**What this task involves**
Edit the text on Linux streams and filters starting with "In Linux, grep, cut, sort, uniq, and" and going on through "log file (case-sensitive)", putting "pipelines" in place of "pipes".
— Start of Text extract —
Standard Error (stderr)

  • Definition: Standard error is a separate output stream used only for error messages. It is referenced by file descriptor 2.
  • Default Destination: Like standard output, error messages are usually displayed on the screen.
  • Redirection (Overwrite): You can redirect standard error using 2>.

Example:

cat myintro 2> error_log.txt

This saves error messages to error_log.txt.

  • Redirection (Append): To append error messages instead of overwriting, use 2>>.

Standard Streams Summary

Stream Name File Descriptor Description Default Target
Standard Input (stdin) 0 The source of input for a program. The keyboard
Standard Output (stdout) 1 Where a program sends its normal output. The terminal screen
Standard Error (stderr) 2 Where a program sends its error messages. The terminal screen
Task 2
Filtering and processing text

Filtering and Processing Text

In Linux, grep, cut, sort, uniq, and wc are essential filter commands used for text processing and are often combined using pipes.

Filters take input, modify it, and then output the altered data. Most filter commands accept one or more filenames as arguments, and if no filename is specified, they read from standard input.

1. grep (Global Regular Expression Print)

The premier tool for filtering lines of text based on a pattern.

# Basic syntax
grep [options] pattern [file]

# Search for the word "error" in a log file (case-sensitive)
grep "error" /var/log/syslog

# Search for "error" (case-insensitive)
— End of Text extract —
— Start of Record excerpts —
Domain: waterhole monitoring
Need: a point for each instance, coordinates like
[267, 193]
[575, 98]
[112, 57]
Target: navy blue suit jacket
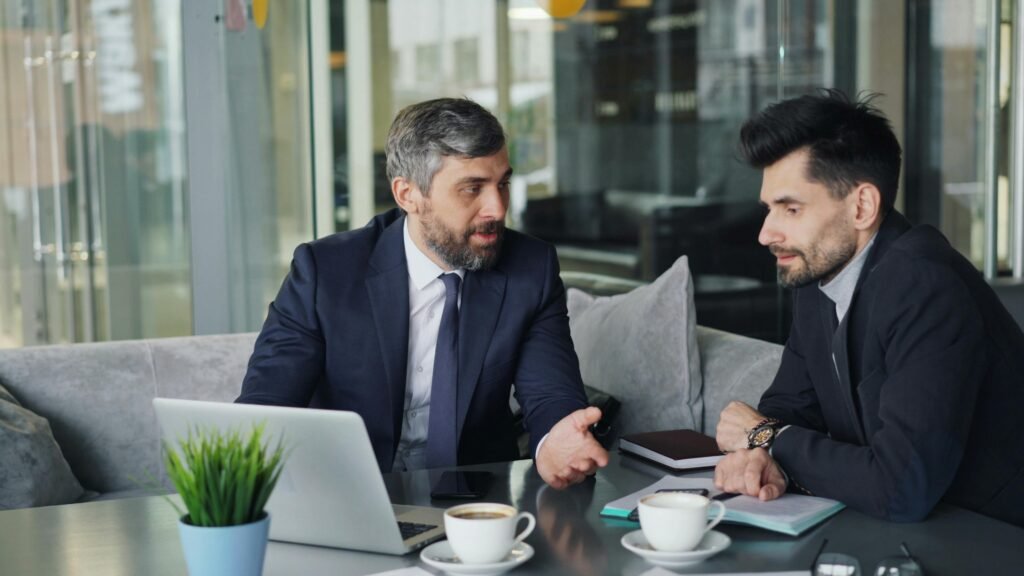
[337, 337]
[923, 402]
— End of Record excerpts —
**Exercise output**
In Linux, grep, cut, sort, uniq, and wc are essential filter commands used for text processing and are often combined using pipelines.

Filters take input, modify it, and then output the altered data. Most filter commands accept one or more filenames as arguments, and if no filename is specified, they read from standard input.

1. grep (Global Regular Expression Print)

The premier tool for filtering lines of text based on a pattern.

# Basic syntax
grep [options] pattern [file]

# Search for the word "error" in a log file (case-sensitive)